Exercises:
1. Write out the stretch of the muslin dress entry from "In the early" through "of Bengali muslin.".
2. Answer these questions using the muslin dress entry:
(a) What date is given for the dress?
(b) What is the badla embroidery worked in?
(c) In what year were the Calico Acts repealed?

Details
- Object type
dress
- Place Associated
South Asia, India, Bengal (place of manufacture) (material); Britain (place of manufacture) (dress)
- Date
circa 1805-1810
- Materials
cotton, metal, hand-stitched
- Description
-
Woman's dress in white cotton muslin with badla embroidery worked in thin silver metal strips with a regular pattern of small dots. Wide rectangular-shaped neckline with drawstring, bodice decorated with applied diagonal borders either side with silver metal strip dotted, twisted and swag borders. Short puffed sleeves gathered into shoulders and narrow cuff. High raised waistline. Skirt, full-length, attached flat at front with fullness gathered into centre back. Silver metal border around hem with leafed branches above dotted and swag rows. Plain muslin border added below to lengthen skirt.
In the early 1800s white muslin - finely woven cotton - dresses were very fashionable. The highest quality muslins were hand-woven and embroidered in Bengal, which had been conquered by the British East India Company after the Battle of Plassey in 1757. After the Calico Acts than had banned the importation of cotton were repealed in 1774, the East India Company made a fortune importing bolts of Bengali muslin.

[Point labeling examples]
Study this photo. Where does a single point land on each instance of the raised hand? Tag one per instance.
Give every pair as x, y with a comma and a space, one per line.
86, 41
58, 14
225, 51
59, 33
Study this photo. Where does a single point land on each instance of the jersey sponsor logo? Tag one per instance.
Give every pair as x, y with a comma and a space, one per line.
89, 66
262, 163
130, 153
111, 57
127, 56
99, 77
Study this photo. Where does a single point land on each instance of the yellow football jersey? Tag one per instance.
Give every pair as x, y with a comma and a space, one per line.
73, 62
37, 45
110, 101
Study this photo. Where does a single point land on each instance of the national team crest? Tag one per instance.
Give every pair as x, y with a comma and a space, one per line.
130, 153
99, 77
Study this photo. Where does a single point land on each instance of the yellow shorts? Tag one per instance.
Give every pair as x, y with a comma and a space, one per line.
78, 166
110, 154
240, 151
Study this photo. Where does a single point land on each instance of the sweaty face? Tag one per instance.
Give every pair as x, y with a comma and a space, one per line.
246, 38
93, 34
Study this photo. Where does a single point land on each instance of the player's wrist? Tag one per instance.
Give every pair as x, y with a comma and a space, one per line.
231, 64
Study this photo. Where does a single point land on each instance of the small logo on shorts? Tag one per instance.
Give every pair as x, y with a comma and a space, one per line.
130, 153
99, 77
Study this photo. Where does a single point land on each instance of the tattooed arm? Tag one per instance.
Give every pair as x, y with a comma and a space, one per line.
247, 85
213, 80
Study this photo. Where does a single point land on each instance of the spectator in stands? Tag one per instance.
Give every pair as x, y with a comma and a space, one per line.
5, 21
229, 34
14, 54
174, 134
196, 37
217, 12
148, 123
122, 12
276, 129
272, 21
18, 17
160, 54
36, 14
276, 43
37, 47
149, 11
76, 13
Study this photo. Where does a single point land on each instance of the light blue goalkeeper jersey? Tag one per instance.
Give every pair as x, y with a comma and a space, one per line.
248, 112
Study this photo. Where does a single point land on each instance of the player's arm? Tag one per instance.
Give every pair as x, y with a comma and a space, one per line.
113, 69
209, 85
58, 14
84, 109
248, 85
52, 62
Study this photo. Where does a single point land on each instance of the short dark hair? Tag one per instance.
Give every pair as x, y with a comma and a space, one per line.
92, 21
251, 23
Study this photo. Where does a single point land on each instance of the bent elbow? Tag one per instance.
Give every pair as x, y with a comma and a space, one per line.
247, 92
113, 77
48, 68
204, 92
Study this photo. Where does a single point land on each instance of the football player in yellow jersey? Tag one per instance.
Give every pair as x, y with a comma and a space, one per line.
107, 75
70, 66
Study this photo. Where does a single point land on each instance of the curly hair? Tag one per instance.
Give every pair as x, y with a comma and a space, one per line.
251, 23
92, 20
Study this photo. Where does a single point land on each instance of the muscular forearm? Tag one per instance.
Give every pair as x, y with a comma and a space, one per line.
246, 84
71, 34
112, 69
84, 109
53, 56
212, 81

Expected results:
1.
In the early 1800s white muslin - finely woven cotton - dresses were very fashionable. The highest quality muslins were hand-woven and embroidered in Bengal, which had been conquered by the British East India Company after the Battle of Plassey in 1757. After the Calico Acts than had banned the importation of cotton were repealed in 1774, the East India Company made a fortune importing bolts of Bengali muslin.

2.
(a) Circa 1805-1810.
(b) Thin silver metal strips.
(c) 1774.